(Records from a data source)
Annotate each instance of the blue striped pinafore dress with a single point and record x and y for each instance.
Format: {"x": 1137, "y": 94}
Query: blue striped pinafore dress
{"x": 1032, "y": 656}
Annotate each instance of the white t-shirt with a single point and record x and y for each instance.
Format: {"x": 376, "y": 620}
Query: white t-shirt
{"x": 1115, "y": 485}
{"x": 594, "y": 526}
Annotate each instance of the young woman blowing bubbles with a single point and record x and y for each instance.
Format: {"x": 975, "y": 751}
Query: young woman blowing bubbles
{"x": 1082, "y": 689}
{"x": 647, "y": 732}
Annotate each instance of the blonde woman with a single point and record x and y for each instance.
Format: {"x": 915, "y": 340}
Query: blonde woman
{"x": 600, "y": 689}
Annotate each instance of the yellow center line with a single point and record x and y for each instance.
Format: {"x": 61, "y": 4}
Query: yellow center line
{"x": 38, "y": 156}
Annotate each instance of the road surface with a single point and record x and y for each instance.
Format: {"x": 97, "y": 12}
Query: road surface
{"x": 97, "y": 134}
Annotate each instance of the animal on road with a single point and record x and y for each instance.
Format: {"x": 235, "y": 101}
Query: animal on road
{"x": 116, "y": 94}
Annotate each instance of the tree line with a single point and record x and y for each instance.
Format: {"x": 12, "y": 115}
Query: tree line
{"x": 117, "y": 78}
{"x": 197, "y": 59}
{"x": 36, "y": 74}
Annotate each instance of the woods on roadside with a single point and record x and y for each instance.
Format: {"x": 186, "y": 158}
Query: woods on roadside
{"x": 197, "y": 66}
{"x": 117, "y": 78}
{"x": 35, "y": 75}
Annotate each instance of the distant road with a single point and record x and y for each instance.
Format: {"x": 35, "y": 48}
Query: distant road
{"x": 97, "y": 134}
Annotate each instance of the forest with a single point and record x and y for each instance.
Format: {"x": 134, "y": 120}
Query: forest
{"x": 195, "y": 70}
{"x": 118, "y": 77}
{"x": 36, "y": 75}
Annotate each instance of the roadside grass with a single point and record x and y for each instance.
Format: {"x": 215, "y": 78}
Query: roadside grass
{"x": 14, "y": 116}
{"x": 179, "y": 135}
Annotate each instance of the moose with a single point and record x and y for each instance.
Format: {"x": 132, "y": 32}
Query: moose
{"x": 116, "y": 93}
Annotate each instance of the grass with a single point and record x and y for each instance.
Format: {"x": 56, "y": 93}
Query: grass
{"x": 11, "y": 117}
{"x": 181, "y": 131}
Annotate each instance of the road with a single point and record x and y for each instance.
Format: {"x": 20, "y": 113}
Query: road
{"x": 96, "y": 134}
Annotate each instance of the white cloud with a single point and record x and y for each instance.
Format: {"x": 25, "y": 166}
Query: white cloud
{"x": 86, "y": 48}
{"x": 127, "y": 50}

## DIRECTION
Copy the lines of the items above without any changes, starting with the line that contains "Annotate each instance of the white cloud" and going on through the end of the items.

## RESULT OF THIS EXERCISE
Annotate each instance of the white cloud with a single point and record x and y for each instance.
Format: {"x": 25, "y": 166}
Query: white cloud
{"x": 86, "y": 48}
{"x": 127, "y": 50}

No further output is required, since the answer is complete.